Prompt: Repeat each line of the material word for word.

====== Extracted records

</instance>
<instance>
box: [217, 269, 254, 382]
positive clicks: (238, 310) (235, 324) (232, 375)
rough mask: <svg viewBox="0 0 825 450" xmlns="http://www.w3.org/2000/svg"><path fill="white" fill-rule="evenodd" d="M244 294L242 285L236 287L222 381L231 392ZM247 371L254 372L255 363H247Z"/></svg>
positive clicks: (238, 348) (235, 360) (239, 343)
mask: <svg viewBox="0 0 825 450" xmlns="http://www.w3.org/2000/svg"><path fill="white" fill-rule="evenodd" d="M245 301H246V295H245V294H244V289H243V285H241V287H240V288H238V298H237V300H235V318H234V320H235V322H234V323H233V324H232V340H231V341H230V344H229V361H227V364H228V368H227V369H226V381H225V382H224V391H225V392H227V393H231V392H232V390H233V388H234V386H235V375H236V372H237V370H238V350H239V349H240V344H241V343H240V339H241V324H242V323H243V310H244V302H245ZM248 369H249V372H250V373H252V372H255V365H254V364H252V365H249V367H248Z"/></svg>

============

Final answer:
</instance>
<instance>
box: [217, 269, 254, 382]
positive clicks: (238, 310) (235, 324) (232, 375)
rough mask: <svg viewBox="0 0 825 450" xmlns="http://www.w3.org/2000/svg"><path fill="white" fill-rule="evenodd" d="M244 294L242 285L236 287L222 381L231 392ZM247 371L254 372L255 363H247Z"/></svg>
positive clicks: (238, 348) (235, 360) (239, 343)
mask: <svg viewBox="0 0 825 450" xmlns="http://www.w3.org/2000/svg"><path fill="white" fill-rule="evenodd" d="M245 301H246V295H245V294H244V289H243V285H241V287H240V288H238V298H237V300H235V318H234V320H235V322H234V323H233V324H232V340H231V341H230V344H229V361H227V364H228V368H227V369H226V381H225V382H224V391H225V392H227V393H231V392H232V390H233V388H234V386H235V375H236V372H237V370H238V350H239V349H240V344H241V343H240V339H241V324H242V323H243V310H244V302H245ZM248 369H249V372H250V373H252V372H255V365H254V364H252V365H249V367H248Z"/></svg>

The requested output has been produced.